* **Description of the task**
Repeat every one of the lines below word for word, in the same order.

=======

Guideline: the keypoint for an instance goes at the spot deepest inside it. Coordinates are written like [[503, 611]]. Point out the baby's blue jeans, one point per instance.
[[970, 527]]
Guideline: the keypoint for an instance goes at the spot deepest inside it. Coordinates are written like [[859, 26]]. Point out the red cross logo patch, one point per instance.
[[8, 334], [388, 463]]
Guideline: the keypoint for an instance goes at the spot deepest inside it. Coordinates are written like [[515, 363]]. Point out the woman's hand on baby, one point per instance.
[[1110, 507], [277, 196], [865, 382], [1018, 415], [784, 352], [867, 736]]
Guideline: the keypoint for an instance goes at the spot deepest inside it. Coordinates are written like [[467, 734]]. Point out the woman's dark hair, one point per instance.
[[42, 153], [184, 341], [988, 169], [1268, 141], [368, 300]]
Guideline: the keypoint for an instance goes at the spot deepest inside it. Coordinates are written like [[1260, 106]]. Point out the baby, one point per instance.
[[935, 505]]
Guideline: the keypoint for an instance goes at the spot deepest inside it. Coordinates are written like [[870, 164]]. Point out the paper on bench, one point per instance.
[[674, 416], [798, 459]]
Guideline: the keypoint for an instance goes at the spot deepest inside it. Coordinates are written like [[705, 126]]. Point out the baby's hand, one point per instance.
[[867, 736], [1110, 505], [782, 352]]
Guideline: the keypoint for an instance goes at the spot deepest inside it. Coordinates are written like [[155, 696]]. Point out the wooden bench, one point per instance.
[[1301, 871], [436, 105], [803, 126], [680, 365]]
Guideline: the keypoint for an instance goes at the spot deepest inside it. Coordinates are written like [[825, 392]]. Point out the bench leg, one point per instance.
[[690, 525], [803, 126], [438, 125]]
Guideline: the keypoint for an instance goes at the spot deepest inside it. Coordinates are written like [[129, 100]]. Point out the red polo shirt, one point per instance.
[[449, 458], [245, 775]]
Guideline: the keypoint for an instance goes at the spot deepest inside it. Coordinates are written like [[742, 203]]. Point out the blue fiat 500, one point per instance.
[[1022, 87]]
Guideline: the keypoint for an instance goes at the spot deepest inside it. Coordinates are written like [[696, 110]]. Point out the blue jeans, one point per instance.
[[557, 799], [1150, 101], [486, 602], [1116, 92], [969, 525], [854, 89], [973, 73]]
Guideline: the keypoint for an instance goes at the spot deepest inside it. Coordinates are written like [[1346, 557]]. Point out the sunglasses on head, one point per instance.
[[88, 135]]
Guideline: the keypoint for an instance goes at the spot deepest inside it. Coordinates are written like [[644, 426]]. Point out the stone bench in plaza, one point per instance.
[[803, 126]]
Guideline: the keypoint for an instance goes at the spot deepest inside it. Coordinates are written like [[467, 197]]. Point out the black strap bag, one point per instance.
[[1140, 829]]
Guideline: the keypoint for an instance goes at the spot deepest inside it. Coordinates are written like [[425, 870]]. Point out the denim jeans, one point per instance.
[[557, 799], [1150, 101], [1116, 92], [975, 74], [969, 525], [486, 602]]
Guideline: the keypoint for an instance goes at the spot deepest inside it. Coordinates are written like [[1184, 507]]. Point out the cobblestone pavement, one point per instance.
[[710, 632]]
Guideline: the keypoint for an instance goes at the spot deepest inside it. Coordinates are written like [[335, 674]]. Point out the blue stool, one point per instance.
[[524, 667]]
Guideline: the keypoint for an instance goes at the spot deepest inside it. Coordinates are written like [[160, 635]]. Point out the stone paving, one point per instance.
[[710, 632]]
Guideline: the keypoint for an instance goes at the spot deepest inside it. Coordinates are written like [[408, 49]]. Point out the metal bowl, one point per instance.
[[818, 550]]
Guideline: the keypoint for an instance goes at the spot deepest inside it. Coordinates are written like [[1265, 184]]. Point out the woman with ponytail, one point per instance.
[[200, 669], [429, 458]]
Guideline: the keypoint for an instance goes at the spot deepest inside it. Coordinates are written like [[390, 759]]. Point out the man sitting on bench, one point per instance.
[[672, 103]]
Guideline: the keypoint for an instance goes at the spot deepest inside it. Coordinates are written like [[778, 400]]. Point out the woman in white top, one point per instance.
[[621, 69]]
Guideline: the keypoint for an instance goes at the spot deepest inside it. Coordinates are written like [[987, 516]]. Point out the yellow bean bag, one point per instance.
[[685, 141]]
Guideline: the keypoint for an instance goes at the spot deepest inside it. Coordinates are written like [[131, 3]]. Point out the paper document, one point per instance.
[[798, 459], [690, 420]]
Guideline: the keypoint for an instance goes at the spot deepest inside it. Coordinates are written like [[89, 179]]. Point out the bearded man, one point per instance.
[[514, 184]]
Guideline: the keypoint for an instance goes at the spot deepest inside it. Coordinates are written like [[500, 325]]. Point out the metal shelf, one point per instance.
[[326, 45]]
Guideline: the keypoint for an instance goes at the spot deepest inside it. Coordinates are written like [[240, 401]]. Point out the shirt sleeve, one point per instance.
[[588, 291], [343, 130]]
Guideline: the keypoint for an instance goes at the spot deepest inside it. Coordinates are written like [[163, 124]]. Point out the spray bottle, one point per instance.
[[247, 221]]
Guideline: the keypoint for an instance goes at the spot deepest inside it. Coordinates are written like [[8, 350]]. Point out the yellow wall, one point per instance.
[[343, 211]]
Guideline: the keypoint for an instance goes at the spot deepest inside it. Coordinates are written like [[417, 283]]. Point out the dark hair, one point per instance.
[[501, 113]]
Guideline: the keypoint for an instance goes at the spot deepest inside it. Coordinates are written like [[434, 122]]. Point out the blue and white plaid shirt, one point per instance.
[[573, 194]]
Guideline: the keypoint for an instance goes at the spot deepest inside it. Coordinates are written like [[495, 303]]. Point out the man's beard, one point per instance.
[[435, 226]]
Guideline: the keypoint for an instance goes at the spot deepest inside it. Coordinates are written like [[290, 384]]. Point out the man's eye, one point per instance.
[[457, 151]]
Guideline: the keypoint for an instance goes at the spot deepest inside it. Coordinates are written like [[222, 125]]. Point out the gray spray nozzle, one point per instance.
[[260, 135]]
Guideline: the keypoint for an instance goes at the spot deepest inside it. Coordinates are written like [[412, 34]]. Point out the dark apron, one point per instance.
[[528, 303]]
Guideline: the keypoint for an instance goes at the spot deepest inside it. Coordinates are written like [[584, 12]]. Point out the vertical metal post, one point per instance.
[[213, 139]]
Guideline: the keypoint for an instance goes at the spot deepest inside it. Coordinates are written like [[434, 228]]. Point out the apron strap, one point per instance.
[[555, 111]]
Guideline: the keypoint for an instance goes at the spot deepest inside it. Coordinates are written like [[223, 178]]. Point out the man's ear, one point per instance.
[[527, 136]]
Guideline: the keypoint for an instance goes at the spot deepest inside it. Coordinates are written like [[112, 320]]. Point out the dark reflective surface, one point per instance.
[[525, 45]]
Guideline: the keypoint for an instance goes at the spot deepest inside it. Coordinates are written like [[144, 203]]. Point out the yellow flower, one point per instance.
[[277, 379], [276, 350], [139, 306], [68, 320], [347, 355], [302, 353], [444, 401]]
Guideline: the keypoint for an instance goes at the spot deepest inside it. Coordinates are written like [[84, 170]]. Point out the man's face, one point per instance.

=======

* **Task answer**
Guideline: the keypoint for an instance goes at the spot deepest inside it. Coordinates are written like [[503, 611]]. Point out the baby's blue jeans, one point per instance.
[[970, 527]]
Guideline: the keypoint for an instance goes at the spot deepest inside it. Coordinates are written like [[859, 26]]. Point out the red cross logo patch, one point per instance.
[[8, 334], [388, 463]]
Guideline: the keypoint for an instance goes at the spot deepest inside it. Coordinates are written like [[515, 363]]. Point out the woman's hand on baby, one point per instance.
[[1110, 507], [277, 196], [865, 382], [1018, 415], [784, 352], [867, 736]]
Guideline: the keypoint for an instance goes at the spot deepest inside it. Coordinates are written like [[467, 734]]. Point out the woman's dark hair, one point per instance.
[[42, 153], [184, 341], [988, 169], [1268, 141], [368, 300]]
Guideline: the keypoint for an instance goes at the spot deepest inside it. Coordinates are written like [[1260, 106]]. Point out the baby, one point per instance.
[[935, 505]]
Guideline: the keypoint for an instance goes at the spot deepest inside it. Coordinates are written like [[870, 164]]. Point out the paper on bench, one point per instance.
[[674, 416], [798, 459]]
Guideline: the keypoint for an instance goes at the spot deepest inside it. Coordinates are written like [[705, 126]]. Point out the baby's hand, one point per instance.
[[867, 736], [1110, 505], [782, 352]]
Guideline: the keypoint for an instance goes at the spot deepest inside it. Coordinates are written like [[155, 696]]. Point out the wooden bench, one point per instance.
[[1301, 871], [436, 105], [803, 126], [680, 365]]
Guideline: the keypoint for an instance goes at the spot deepest inside it. Coordinates are written like [[825, 392]]. Point out the bench leg, one point per instance.
[[690, 525], [803, 126], [438, 125]]
Guideline: the keypoint for an instance goes at the spot deepest inside it. Coordinates are written like [[129, 100]]. Point out the red polo shirt, one point per instance.
[[449, 458], [245, 775]]
Guideline: the keypoint for an instance goes at the spot deepest inside it. Coordinates are written like [[742, 203]]. Point out the blue fiat 500, one point per instance.
[[1022, 87]]
Guideline: the keypoint for an instance goes at the spot deepest inside it. Coordinates are written like [[696, 110]]. Point out the blue jeans, one point per instance.
[[557, 799], [1150, 101], [486, 602], [1116, 92], [969, 525], [854, 89], [973, 73]]
Guideline: the keypoint for an instance goes at the spot deepest inside it. Coordinates are written like [[1346, 557]]. Point out the sunglasses on head, one point per instance.
[[88, 135]]
Guideline: the keypoint for an instance goes at the spot deepest inside it. Coordinates are written like [[644, 426]]. Point out the stone bench in plaza, one point per instance.
[[803, 126]]
Guideline: the keypoint for an instance goes at the spot deepest inside it. Coordinates are written like [[467, 197]]. Point out the black strap bag, one point per instance.
[[1140, 829]]
Guideline: the keypoint for an instance goes at the spot deepest inside it. Coordinates are written like [[425, 870]]. Point out the denim jeans, one point per instance.
[[557, 799], [1150, 101], [1116, 92], [975, 74], [969, 525], [486, 602]]
Guideline: the keypoint for an instance goes at the spot deepest inside it. Coordinates are written like [[1184, 507]]. Point out the cobblestone pavement, one point per instance.
[[710, 632]]
Guideline: the keypoint for an instance goes at the spot deepest inside it. Coordinates are written like [[335, 674]]. Point out the blue stool, one point per instance.
[[524, 667]]
Guideline: the keypoint for an instance goes at the spot deepest inside it. Coordinates are written like [[160, 635]]. Point out the stone paving, one point per instance.
[[710, 632]]
Guideline: the keypoint for an instance goes at the spot deepest inside it. Coordinates are written like [[408, 49]]. Point out the metal bowl, one point per instance.
[[818, 550]]
Guideline: the keypoint for an instance goes at the spot deepest inside it. Coordinates are written like [[1265, 184]]. Point out the woman with ponytail, one point per instance.
[[200, 669], [429, 458]]
Guideline: the keypoint for an instance goes at the spot deepest inside it. Coordinates are written like [[390, 759]]. Point out the man sitting on bench, one point per instance.
[[672, 103]]
Guideline: the keypoint for an instance goes at the spot deepest inside it. Coordinates are written like [[778, 400]]. Point out the woman in white top, one point per instance.
[[621, 69]]
Guideline: the keypoint for an instance goes at the spot deepest inside it. Coordinates are written like [[987, 516]]. Point out the yellow bean bag, one point per instance.
[[685, 141]]
Guideline: the keypoint for an instance goes at the spot deepest inside it. Coordinates are written like [[131, 3]]. Point out the paper document, one point per instance.
[[798, 459], [690, 420]]
Guideline: the keypoint for an instance goes at the spot deepest inside it. Coordinates are written like [[89, 179]]. Point out the bearded man, one point per instance.
[[514, 184]]
Guideline: the keypoint for an instance goes at the spot deepest inside it. Coordinates are written like [[500, 325]]. Point out the metal shelf, one point per instance.
[[326, 45]]
Guideline: the keypoint for an instance goes at the spot deepest inside it. Coordinates are written like [[240, 401]]. Point out the shirt sleeve, one point per instance.
[[588, 291], [343, 130]]
Guideline: the keypoint for an instance goes at the spot deepest inside it. Coordinates are written like [[163, 124]]. Point out the spray bottle, one point per instance.
[[247, 221]]
Guideline: the keypoint for an instance goes at the spot deepest inside it. Coordinates are written like [[8, 350]]. Point out the yellow wall, one point per instance.
[[343, 211]]
Guideline: the keypoint for an instance goes at the spot deepest inside it. Coordinates are written like [[417, 283]]. Point out the dark hair, one point per instance.
[[501, 113]]
Guideline: the keypoint for an instance goes at the spot deepest inside it. Coordinates are written like [[434, 122]]. Point out the blue and white plaid shirt, one point per instance.
[[573, 194]]
Guideline: the keypoint for an instance goes at the spot deepest inside it. Coordinates are written like [[495, 303]]. Point out the man's beard, one point per instance.
[[435, 226]]
Guideline: the keypoint for an instance goes at the spot deepest inside it. Coordinates are written like [[290, 384]]. Point out the man's eye, one point per instance.
[[457, 151]]
Guideline: the keypoint for an instance goes at the spot deepest inside it. Coordinates are written like [[222, 125]]. Point out the gray spray nozzle, one point per instance.
[[260, 135]]
Guideline: the keypoint for an instance goes at the spot deepest inside it. Coordinates are written like [[412, 34]]. Point out the dark apron, one point per instance.
[[528, 303]]
Guideline: the keypoint for an instance goes at the spot deepest inside it. Coordinates are written like [[584, 12]]. Point out the vertical metal post, one point per instance.
[[213, 139]]
Guideline: the keypoint for an instance goes at the spot deepest inside it. Coordinates are written like [[434, 228]]. Point out the apron strap, one point per instance.
[[555, 111]]
Guideline: the keypoint for an instance goes at the spot deepest inside it. Coordinates are written like [[223, 178]]. Point out the man's ear, one point per instance.
[[527, 136]]
Guideline: the keypoint for an instance goes at the spot deepest inside it. Coordinates are written like [[112, 320]]. Point out the dark reflective surface, one point per instance.
[[525, 45]]
Guideline: the keypoint for an instance goes at the spot deepest inside it. Coordinates are written like [[144, 203]]. Point out the yellow flower, one point per instance.
[[277, 379], [276, 350], [139, 306], [68, 320], [347, 355], [302, 353], [444, 401]]
Guideline: the keypoint for an instance goes at the spot deepest inside it. Coordinates are written like [[84, 170]]. Point out the man's face, one point per instance.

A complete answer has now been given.